═════ Extracted entries ═════

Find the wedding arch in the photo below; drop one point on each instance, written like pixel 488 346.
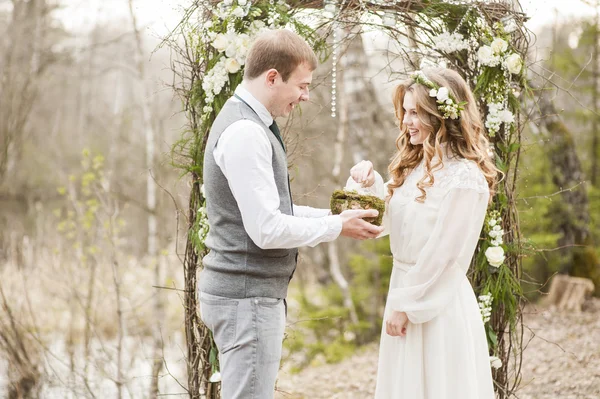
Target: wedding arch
pixel 485 41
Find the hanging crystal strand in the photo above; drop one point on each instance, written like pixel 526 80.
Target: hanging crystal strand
pixel 334 72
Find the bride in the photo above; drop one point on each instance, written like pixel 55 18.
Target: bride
pixel 433 343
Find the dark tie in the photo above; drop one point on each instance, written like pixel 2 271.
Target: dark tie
pixel 275 129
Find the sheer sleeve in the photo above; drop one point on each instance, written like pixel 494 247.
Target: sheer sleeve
pixel 379 189
pixel 444 260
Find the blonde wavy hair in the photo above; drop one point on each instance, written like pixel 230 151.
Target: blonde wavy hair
pixel 463 137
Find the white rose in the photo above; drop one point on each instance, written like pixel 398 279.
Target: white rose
pixel 232 65
pixel 442 94
pixel 513 63
pixel 495 362
pixel 216 377
pixel 239 12
pixel 231 50
pixel 499 46
pixel 495 256
pixel 220 42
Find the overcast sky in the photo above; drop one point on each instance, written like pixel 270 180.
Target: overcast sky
pixel 162 15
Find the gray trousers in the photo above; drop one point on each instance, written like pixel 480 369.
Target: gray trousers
pixel 249 334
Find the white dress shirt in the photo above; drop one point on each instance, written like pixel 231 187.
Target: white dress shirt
pixel 244 155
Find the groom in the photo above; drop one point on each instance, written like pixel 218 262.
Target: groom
pixel 255 229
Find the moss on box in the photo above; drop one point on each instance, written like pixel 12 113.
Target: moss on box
pixel 343 200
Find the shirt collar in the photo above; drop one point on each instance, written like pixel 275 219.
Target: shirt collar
pixel 256 105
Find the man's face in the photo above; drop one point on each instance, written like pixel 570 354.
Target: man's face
pixel 286 95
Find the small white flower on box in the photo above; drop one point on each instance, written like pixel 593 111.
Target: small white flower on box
pixel 495 256
pixel 485 307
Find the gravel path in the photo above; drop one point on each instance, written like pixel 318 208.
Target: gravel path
pixel 562 361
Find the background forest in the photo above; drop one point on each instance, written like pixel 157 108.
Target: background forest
pixel 92 203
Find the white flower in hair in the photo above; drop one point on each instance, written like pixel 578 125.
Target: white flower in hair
pixel 442 94
pixel 447 105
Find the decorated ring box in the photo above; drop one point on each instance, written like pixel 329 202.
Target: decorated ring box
pixel 354 197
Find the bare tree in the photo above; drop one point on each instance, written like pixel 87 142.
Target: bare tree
pixel 150 198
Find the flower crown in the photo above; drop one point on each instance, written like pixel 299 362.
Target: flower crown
pixel 447 105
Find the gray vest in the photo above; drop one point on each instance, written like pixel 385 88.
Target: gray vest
pixel 235 267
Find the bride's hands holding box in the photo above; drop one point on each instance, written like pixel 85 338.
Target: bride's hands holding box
pixel 363 173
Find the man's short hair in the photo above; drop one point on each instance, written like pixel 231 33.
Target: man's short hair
pixel 282 50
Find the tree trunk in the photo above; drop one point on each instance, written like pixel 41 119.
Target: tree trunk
pixel 334 261
pixel 572 214
pixel 150 201
pixel 594 158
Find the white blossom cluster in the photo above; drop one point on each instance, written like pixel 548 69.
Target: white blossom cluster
pixel 447 105
pixel 450 42
pixel 495 254
pixel 228 8
pixel 497 115
pixel 232 46
pixel 497 54
pixel 485 307
pixel 203 226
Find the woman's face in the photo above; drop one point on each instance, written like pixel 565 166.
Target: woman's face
pixel 417 131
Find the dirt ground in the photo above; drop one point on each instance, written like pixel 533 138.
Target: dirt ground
pixel 561 361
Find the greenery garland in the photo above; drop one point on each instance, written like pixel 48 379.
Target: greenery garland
pixel 485 53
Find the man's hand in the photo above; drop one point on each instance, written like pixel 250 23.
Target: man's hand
pixel 363 173
pixel 395 325
pixel 353 226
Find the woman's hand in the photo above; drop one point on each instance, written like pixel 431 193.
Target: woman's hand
pixel 395 325
pixel 363 173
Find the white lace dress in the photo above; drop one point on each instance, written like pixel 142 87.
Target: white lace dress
pixel 444 354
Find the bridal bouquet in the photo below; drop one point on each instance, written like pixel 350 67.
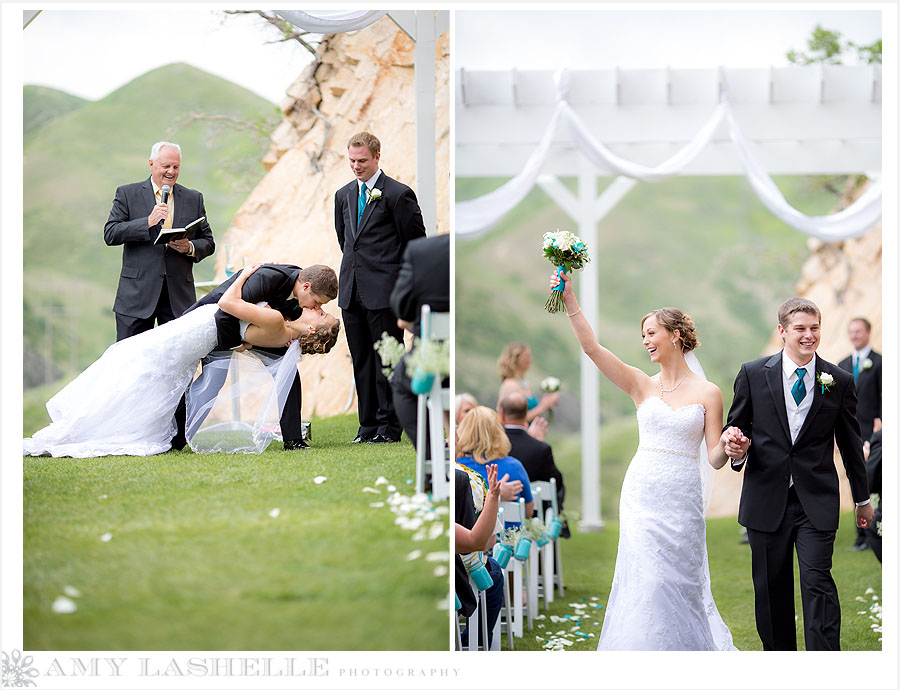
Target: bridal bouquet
pixel 567 252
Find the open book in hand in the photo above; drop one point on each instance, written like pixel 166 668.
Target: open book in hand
pixel 177 233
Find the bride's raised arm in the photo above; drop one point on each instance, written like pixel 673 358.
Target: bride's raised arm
pixel 630 379
pixel 232 303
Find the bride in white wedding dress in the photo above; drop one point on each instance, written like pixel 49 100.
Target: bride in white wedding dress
pixel 124 403
pixel 660 597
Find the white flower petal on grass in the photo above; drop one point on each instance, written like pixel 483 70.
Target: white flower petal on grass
pixel 64 605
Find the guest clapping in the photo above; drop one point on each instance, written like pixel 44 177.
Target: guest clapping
pixel 482 440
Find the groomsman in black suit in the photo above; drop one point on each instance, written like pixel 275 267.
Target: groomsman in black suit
pixel 289 289
pixel 865 365
pixel 788 411
pixel 536 456
pixel 424 279
pixel 374 217
pixel 157 282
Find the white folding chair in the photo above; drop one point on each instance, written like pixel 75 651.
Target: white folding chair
pixel 514 511
pixel 548 493
pixel 433 326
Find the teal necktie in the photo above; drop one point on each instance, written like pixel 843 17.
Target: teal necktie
pixel 363 192
pixel 799 389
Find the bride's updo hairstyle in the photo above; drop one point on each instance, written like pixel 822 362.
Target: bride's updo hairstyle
pixel 675 320
pixel 321 340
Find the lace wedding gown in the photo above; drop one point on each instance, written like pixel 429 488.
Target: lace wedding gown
pixel 660 597
pixel 124 403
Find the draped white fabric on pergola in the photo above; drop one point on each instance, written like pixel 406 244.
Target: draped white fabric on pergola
pixel 652 124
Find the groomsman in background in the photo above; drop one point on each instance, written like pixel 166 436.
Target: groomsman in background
pixel 865 365
pixel 535 455
pixel 374 218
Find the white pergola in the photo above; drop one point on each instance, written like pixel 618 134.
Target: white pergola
pixel 796 120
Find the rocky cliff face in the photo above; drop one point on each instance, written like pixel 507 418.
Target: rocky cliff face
pixel 844 280
pixel 360 81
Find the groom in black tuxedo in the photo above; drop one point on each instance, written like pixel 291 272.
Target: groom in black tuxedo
pixel 788 411
pixel 374 217
pixel 290 290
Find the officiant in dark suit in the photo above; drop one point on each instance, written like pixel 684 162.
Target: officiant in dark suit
pixel 374 218
pixel 424 279
pixel 156 283
pixel 865 365
pixel 788 412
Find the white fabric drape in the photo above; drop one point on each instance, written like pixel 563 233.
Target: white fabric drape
pixel 478 215
pixel 331 21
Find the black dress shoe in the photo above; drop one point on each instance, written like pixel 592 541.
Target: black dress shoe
pixel 381 438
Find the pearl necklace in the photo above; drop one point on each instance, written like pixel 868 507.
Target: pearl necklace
pixel 669 390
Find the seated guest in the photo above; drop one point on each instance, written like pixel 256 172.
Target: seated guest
pixel 536 456
pixel 483 501
pixel 465 402
pixel 513 363
pixel 480 440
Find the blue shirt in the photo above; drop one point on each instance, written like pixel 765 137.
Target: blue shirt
pixel 508 465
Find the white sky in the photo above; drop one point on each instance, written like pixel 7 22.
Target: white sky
pixel 647 38
pixel 90 53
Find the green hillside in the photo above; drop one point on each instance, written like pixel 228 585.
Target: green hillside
pixel 42 104
pixel 72 166
pixel 704 245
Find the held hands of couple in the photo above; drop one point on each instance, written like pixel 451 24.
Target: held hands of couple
pixel 736 444
pixel 864 515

═════

Given exercise ->
Copy out the lines beginning with the one that contains "Find the white pergola" and continuing through the one that contains "pixel 788 412". Change every "officiant" to "celebrant" and leave the rest as it stands.

The output ->
Find the white pergola in the photo above; drop one point on each instance, written like pixel 618 134.
Target: white pergola
pixel 796 120
Find the rocky cliff face in the photo above; drop one point on each instance, written like pixel 507 418.
Target: rocky cliff face
pixel 844 280
pixel 360 81
Find the groom in black tuxedo in the photo above; drop one point on each instance, written like pixel 291 272.
Target: groom in black tuxedo
pixel 788 411
pixel 374 217
pixel 290 290
Find the celebrant in dark suit in the photo above; drop one point on each instance, written like pixel 684 162.
Target: celebrant in dark suit
pixel 374 218
pixel 424 279
pixel 156 283
pixel 865 365
pixel 788 412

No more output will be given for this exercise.